Work instruction
Output the listing below verbatim, but drop the images.

Input
--------
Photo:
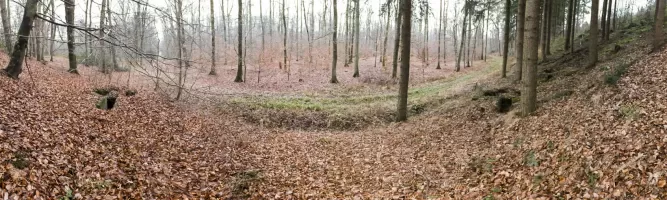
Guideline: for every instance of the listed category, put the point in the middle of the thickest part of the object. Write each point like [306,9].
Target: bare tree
[69,18]
[284,36]
[334,42]
[406,9]
[15,66]
[386,33]
[520,20]
[101,56]
[53,30]
[181,46]
[439,34]
[659,37]
[356,38]
[397,40]
[212,21]
[239,70]
[6,25]
[593,37]
[506,36]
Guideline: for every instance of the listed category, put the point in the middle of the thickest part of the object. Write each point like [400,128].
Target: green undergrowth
[348,111]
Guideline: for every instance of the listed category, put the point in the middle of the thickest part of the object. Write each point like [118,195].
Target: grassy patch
[347,111]
[20,159]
--------
Written response
Photo:
Guideline: for every instance of the listed category, put the point in the middle of the thickest part of the object. Write each point like [306,9].
Target: bare tree
[69,18]
[284,36]
[334,42]
[406,9]
[15,66]
[386,33]
[520,20]
[101,56]
[53,30]
[181,46]
[439,34]
[659,37]
[356,38]
[397,40]
[212,21]
[239,70]
[6,25]
[593,37]
[506,36]
Guideline: for every instance of the listed category, put the point in the middle of the thickest part of the object. Write each point like [400,128].
Target: green undergrowth
[348,111]
Guideline: for every instance of the listed category, put the point in the middle of the thickest part of the object. Write each point like [118,195].
Target: grassy patch
[347,111]
[20,159]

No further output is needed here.